* [Passage to read]
==================================================

Since March 2020, COVID-19 drove uncertainty in the U.S. economy first by being an unprecedented global health event and then by generating an equally unprecedented economic policy response. This uncertainty was further exacerbated by record high inflation and correspondingly high interest rates beyond the onset of the pandemic. Public data show the significant impact of these events on the overall spending and asset levels, but few if any recent data sources shed light on how families managed their cash balances throughout these changes.

==================================================

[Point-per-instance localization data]
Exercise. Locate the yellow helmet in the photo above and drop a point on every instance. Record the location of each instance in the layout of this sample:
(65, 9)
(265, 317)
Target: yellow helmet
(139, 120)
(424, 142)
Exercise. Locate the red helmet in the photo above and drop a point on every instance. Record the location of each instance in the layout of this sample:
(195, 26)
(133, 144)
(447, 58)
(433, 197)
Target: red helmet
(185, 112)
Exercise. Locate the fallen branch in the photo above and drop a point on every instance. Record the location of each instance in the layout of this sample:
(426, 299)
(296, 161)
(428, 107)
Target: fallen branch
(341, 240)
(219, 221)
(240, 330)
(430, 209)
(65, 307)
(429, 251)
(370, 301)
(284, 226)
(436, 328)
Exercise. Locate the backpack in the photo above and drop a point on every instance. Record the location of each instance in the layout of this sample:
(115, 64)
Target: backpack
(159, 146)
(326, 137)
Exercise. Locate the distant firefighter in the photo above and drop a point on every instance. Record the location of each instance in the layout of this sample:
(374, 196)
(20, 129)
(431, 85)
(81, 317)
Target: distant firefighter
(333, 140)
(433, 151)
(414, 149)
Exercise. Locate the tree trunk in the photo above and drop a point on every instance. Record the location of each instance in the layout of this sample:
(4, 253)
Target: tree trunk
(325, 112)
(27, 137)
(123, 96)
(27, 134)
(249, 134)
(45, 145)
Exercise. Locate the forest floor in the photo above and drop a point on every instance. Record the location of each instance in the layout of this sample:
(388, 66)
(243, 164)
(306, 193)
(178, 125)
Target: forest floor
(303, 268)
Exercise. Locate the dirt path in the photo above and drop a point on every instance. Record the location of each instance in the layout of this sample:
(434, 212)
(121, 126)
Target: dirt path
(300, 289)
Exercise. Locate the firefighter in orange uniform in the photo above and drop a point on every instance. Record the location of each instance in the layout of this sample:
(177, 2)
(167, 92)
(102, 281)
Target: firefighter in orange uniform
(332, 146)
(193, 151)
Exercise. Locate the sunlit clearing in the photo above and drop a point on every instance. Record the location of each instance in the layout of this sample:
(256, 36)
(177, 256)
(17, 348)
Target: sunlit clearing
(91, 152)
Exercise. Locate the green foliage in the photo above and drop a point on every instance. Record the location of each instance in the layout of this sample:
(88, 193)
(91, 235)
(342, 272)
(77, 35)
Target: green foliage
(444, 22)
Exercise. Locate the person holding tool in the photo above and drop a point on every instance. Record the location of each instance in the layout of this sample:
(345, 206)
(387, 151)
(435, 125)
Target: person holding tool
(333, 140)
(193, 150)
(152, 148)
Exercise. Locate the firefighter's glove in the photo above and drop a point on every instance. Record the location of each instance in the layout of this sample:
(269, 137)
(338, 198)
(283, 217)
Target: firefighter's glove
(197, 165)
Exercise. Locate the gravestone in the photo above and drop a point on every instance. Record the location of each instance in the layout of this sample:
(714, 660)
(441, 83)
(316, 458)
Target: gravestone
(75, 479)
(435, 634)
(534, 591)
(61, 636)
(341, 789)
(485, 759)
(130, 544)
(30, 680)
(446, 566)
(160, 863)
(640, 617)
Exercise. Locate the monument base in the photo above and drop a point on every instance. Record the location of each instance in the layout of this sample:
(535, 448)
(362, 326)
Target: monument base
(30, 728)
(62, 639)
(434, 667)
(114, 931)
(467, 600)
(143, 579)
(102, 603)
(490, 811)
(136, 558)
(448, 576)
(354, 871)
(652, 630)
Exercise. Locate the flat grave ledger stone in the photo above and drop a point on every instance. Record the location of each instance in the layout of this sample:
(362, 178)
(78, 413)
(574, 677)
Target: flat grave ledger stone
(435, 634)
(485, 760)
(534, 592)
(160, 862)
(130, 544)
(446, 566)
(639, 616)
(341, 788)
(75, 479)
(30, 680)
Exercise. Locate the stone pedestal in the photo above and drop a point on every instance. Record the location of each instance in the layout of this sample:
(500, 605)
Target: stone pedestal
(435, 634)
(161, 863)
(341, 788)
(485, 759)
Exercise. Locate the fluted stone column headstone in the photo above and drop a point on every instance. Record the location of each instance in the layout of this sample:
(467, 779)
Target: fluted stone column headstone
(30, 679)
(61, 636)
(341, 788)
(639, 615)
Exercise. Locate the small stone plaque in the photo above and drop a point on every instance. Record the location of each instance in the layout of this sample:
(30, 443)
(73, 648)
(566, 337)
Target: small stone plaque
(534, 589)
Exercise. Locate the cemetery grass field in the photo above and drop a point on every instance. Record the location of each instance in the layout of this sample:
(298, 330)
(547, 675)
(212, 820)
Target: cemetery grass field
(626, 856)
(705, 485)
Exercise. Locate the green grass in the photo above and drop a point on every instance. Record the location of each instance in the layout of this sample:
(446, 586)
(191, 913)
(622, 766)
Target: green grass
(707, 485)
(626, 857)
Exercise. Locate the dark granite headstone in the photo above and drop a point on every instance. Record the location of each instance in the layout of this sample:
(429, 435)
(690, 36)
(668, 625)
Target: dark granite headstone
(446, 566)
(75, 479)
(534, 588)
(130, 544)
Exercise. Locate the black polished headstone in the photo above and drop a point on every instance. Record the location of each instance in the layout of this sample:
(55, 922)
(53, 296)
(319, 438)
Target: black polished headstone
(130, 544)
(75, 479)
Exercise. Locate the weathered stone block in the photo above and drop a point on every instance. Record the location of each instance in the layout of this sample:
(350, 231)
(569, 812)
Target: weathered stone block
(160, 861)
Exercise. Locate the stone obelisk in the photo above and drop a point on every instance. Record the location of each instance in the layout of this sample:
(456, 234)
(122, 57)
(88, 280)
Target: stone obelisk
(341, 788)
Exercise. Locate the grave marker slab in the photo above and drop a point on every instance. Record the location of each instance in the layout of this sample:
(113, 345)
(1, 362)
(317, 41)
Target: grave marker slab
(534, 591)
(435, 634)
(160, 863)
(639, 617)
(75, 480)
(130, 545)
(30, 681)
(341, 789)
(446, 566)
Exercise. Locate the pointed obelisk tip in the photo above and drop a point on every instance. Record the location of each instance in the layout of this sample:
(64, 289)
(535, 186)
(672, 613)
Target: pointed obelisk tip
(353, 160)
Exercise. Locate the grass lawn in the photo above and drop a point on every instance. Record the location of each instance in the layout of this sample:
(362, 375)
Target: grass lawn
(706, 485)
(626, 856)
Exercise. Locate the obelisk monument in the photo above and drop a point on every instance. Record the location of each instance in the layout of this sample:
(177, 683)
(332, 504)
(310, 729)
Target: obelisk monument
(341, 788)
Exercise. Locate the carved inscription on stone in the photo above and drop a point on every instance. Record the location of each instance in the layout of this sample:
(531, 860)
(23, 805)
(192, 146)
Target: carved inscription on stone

==================================================

* [Work task]
According to the passage on COVID-19 and the U.S. economy, what further worsened the uncertainty beyond the onset of the pandemic? The records have no connection to the passage on COVID-19 and the U.S. economy.

* [Solution below]
Record high inflation and correspondingly high interest rates.